(Task list)
1) In the passage on early sound recordings, where did American audio historians discover Scott de Martinville's recordings?
2) Continue the passage on early sound recordings from the point where it stops.

(Supplied text)
· · ·

Tree131 writes "The New York Times is reporting that sound recordings pre-dating Edison's made by Édouard-Léon Scott de Martinville, a Parisian typesetter and tinkerer, were discovered by American audio historians at the French Academy of Sciences in Paris. The archives are on paper and were meant for recording but not playback. Researchers used a high quality scan of the recording and an electronic needle to play back the sounds recorded 150 years ago. 'For more than a century, since he captured the spoken words "Mary had a little lamb" on a sheet of tinfoil, Thomas Edison has been considered the father of recorded sound. But researchers say they have unearthed a recording of the human voice, made by a little-known Frenchman, that predates Edison's invention of the phonograph by nearly two decades.'"

14 of 314 comments (clear)

  1. Re:Not the first, but gets all the credit? by Ethanol-fueled · · Score: 2, Informative

    I guess Tesla/Westinghouse would be analogous to the Open source movement, then. Note that, in the end, AC prevailed. Go Tesla!

· · ·

(Material)
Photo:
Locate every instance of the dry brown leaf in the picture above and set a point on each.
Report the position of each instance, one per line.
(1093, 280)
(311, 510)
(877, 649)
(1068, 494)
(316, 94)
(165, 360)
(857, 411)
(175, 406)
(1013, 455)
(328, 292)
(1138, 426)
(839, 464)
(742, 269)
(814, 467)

· · ·

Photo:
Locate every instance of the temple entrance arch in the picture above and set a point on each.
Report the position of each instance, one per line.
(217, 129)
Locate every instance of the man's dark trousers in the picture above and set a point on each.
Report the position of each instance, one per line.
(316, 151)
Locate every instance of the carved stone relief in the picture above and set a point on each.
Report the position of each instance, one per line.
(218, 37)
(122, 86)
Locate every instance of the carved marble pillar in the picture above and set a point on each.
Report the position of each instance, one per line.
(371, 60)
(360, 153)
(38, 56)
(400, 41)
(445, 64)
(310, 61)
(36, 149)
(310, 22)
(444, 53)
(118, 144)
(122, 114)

· · ·

(Results in order)
1) At the French Academy of Sciences in Paris.

2)
  2. Re:Well? by mistapotta · · Score: 5, Informative
  3. Re:Flight? by underpants_gnome · · Score: 2, Informative

    I don't know about "before" the Wright Brothers, but there is the well known case of Santos' Dumont flight in Paris. The key difference to the Wright Flyer was the take-off process. His plane (the 14 Bis) had an engine, or in other words, was self-powered and could sustain flight. That's why many people (outside the US of course =P) consider Santos Dumont's invention the "first real airplane".

  4. Re:How big a cut does the **AA get?? by Mr.+Slippery · · Score: 2, Informative

    probably why there is no sound clip with the story....

    Eh? RTFA. MP3 is provided. For those too lazy, here: http://graphics8.nytimes.com/audiosrc/arts/1860v2.mp3

    It's noisy as hell but recognizably a human voice.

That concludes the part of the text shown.